Print each line exactly, beginning with the one where "Expected: for every instance of the tractor rear" appears and ending at the last line below.

******

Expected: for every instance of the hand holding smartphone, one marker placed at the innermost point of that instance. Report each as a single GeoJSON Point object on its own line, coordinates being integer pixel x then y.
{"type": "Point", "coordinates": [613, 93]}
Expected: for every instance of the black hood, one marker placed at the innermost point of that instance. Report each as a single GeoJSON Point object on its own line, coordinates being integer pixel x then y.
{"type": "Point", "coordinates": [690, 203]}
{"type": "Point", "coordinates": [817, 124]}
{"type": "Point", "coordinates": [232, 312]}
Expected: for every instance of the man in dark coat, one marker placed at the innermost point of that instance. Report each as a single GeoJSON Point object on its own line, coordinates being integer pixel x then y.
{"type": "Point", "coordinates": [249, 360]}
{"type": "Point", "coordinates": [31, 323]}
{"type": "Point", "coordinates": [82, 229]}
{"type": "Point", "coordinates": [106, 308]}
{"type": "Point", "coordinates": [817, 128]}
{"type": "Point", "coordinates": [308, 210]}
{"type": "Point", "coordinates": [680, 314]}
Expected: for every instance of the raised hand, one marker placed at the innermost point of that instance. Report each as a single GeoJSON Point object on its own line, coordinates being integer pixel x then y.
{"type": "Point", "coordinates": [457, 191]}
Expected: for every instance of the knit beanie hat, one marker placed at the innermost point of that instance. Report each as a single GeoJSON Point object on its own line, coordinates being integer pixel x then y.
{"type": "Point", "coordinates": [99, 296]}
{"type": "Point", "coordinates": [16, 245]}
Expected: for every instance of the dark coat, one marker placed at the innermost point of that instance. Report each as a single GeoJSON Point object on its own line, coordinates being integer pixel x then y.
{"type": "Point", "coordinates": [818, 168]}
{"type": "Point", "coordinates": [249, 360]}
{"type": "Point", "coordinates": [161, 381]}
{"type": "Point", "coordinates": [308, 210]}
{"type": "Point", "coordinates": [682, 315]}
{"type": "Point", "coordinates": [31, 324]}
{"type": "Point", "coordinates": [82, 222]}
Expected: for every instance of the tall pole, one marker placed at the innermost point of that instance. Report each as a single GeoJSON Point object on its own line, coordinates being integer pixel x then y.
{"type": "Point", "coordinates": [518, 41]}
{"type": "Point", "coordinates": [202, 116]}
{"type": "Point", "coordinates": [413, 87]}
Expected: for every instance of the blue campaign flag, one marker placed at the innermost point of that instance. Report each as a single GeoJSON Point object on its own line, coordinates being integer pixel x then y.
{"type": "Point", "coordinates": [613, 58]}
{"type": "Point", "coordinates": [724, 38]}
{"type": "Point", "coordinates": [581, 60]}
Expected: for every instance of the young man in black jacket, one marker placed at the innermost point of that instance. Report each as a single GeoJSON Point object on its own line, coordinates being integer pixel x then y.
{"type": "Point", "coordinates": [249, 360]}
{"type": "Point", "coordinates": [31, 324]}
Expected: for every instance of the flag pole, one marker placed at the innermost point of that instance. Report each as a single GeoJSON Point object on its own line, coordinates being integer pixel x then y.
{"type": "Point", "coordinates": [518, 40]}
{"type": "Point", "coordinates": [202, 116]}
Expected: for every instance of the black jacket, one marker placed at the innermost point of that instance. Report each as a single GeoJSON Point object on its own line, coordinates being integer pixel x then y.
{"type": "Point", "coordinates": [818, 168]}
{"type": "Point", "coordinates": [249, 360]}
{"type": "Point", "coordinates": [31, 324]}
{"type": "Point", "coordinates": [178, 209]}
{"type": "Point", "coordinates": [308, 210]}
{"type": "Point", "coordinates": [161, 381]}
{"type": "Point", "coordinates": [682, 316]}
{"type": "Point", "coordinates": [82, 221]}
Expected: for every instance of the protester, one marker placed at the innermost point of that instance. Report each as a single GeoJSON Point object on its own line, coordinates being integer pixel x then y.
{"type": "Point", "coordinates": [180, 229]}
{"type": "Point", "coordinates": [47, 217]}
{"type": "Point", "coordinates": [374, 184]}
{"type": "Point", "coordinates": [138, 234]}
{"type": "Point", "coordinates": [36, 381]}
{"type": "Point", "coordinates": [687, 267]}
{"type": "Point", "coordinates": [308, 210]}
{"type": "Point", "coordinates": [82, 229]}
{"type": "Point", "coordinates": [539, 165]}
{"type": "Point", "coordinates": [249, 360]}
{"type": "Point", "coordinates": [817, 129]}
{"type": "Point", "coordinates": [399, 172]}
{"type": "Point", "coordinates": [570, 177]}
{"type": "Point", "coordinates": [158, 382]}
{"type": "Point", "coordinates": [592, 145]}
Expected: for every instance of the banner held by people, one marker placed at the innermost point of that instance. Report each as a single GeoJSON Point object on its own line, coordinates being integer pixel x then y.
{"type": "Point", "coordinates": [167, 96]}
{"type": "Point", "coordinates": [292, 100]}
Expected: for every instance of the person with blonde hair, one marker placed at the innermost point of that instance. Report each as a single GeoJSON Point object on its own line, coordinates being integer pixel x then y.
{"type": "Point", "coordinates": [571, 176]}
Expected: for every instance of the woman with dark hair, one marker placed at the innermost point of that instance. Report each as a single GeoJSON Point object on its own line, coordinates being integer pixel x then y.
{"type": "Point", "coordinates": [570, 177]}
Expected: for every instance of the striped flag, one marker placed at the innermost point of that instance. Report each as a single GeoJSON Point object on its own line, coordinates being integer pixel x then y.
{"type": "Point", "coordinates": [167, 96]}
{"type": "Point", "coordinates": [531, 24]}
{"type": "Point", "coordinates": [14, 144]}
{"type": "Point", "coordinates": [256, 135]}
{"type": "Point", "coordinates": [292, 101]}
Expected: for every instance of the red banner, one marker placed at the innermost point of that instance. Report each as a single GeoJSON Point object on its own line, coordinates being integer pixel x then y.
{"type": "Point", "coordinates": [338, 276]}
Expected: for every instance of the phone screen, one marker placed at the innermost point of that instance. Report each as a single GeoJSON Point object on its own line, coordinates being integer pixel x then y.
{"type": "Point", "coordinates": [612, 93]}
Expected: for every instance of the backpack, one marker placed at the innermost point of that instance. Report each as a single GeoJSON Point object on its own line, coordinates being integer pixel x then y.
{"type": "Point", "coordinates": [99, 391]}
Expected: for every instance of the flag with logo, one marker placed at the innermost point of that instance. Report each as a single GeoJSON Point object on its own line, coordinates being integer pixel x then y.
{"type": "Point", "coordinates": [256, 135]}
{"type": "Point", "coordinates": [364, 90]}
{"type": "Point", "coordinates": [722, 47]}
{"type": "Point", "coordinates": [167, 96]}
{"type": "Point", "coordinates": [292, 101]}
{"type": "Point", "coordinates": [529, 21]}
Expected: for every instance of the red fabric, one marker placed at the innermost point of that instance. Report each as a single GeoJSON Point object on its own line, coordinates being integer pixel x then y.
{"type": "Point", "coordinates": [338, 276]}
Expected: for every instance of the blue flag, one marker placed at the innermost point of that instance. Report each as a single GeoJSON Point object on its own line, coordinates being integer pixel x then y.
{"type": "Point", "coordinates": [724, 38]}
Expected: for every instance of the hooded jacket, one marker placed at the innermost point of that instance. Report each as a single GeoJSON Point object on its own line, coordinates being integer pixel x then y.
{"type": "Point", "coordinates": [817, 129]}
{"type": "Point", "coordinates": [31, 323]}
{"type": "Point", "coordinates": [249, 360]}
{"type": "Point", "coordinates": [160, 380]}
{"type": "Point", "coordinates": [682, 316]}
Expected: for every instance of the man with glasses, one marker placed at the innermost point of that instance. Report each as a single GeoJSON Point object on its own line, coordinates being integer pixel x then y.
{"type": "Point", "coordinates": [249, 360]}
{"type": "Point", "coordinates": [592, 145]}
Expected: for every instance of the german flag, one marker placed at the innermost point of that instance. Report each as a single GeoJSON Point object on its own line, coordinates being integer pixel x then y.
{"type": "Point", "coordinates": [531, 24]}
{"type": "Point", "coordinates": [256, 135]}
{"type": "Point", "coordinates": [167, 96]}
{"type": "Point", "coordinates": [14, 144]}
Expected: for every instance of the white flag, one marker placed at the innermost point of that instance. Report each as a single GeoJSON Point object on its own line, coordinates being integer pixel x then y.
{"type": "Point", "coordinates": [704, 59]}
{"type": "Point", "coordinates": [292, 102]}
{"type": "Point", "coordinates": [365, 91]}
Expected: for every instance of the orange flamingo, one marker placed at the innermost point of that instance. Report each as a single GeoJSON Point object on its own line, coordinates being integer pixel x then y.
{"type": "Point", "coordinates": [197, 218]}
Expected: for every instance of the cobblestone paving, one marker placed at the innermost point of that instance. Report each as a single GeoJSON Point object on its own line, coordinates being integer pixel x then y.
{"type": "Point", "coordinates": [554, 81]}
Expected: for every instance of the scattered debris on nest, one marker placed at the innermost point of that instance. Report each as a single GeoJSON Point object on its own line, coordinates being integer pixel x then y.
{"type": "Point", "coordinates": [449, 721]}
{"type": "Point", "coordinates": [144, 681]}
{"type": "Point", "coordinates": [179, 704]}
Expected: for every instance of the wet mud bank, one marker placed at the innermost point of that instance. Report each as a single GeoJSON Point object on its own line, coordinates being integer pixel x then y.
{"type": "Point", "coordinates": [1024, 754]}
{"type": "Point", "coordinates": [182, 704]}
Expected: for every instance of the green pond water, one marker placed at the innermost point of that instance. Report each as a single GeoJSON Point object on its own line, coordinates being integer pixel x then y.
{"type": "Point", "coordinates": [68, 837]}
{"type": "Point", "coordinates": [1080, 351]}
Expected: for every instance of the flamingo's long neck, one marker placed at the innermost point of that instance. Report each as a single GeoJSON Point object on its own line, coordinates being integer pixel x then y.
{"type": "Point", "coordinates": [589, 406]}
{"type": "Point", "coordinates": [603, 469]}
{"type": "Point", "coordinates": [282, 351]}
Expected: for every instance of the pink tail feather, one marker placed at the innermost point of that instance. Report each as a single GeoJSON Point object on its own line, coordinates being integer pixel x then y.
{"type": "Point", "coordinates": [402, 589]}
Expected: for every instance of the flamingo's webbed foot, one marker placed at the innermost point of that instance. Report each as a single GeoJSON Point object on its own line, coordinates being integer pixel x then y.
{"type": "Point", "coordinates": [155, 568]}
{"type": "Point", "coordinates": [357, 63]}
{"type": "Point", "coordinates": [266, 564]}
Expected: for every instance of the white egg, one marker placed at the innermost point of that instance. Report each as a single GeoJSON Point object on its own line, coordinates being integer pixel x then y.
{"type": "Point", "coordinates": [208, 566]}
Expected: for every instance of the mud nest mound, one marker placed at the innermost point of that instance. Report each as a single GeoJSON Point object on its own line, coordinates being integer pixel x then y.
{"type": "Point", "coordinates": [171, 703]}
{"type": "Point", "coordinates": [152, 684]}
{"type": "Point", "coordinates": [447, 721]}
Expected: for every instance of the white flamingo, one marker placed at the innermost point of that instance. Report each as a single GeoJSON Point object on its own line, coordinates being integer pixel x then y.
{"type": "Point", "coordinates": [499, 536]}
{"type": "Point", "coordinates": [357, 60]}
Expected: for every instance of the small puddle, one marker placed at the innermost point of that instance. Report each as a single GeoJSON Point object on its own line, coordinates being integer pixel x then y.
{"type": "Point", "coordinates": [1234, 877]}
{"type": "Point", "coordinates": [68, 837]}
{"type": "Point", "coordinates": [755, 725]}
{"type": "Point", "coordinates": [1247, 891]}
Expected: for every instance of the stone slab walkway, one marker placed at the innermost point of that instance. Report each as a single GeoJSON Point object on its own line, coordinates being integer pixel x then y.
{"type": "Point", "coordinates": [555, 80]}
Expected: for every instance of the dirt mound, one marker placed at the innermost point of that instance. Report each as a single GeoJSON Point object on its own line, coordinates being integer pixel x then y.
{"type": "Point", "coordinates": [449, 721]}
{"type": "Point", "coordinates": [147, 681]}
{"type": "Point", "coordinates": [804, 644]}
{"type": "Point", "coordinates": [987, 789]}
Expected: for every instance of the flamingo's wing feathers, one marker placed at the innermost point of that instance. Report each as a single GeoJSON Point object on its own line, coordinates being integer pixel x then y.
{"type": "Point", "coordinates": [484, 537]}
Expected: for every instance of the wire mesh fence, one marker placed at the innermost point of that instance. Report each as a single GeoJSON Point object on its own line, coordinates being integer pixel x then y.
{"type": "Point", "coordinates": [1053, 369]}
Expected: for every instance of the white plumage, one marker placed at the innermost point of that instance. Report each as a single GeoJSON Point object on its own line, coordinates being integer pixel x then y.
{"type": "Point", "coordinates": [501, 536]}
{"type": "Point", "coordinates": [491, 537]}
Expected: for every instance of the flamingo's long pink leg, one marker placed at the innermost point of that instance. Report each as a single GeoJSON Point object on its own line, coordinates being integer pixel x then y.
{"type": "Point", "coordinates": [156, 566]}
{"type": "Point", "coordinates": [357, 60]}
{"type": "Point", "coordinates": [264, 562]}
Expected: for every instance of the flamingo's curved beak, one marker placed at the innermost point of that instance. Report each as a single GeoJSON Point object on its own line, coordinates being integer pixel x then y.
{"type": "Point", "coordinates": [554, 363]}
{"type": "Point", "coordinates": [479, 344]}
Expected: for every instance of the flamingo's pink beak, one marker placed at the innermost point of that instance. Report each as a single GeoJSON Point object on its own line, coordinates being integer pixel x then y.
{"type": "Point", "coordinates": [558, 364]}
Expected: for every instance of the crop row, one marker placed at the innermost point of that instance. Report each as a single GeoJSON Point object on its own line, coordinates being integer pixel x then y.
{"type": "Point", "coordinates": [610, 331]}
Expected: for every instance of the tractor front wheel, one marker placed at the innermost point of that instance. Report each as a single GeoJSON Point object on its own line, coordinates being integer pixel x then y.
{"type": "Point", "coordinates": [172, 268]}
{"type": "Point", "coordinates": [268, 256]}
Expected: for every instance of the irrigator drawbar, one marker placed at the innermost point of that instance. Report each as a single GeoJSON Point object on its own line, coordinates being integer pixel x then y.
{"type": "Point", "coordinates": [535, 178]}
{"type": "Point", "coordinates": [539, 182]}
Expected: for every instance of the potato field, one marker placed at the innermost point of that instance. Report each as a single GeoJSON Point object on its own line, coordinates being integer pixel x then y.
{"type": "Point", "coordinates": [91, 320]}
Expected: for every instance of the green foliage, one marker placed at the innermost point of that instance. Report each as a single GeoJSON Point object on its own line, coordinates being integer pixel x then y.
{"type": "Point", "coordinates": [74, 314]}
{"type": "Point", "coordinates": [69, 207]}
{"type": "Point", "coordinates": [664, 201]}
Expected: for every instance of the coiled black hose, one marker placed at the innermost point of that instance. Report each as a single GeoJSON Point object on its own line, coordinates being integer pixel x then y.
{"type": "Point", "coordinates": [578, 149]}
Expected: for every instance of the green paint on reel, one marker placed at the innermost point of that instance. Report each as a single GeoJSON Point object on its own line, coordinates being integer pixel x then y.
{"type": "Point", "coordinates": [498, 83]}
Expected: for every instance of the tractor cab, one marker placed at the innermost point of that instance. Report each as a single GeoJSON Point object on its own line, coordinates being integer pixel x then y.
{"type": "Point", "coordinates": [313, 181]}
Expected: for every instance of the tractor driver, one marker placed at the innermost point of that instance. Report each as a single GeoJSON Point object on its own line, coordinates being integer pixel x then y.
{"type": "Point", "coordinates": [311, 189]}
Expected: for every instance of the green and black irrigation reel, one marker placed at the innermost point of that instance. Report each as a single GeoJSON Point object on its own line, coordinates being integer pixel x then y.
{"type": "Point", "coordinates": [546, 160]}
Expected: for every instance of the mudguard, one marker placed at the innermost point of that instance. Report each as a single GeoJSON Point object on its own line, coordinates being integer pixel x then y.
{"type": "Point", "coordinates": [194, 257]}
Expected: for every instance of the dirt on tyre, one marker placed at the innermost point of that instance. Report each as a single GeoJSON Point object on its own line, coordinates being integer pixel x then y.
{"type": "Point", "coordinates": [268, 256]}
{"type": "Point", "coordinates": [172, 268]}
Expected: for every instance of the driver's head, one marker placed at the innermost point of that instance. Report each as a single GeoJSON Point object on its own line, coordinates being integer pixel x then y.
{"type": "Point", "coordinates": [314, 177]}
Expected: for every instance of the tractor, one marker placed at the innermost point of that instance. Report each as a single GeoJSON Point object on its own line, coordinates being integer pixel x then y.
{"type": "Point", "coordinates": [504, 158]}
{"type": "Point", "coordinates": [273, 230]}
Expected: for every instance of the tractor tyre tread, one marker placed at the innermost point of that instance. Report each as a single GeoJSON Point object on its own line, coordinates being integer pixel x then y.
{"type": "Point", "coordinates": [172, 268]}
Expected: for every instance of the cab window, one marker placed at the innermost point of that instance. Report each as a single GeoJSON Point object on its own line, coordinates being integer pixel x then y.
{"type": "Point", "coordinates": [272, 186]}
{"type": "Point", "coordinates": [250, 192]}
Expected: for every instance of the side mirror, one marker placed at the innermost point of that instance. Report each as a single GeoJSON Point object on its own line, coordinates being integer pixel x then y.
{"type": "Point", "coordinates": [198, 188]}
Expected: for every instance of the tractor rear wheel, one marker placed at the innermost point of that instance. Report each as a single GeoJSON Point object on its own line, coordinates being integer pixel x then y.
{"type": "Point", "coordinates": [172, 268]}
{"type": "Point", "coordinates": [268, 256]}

******

**TASK RESULT:**
Expected: for every instance of the tractor rear wheel, one marker placed at the innermost point of that instance. Report each as a single GeoJSON Point object on its own line, coordinates being integer pixel x then y.
{"type": "Point", "coordinates": [172, 268]}
{"type": "Point", "coordinates": [268, 256]}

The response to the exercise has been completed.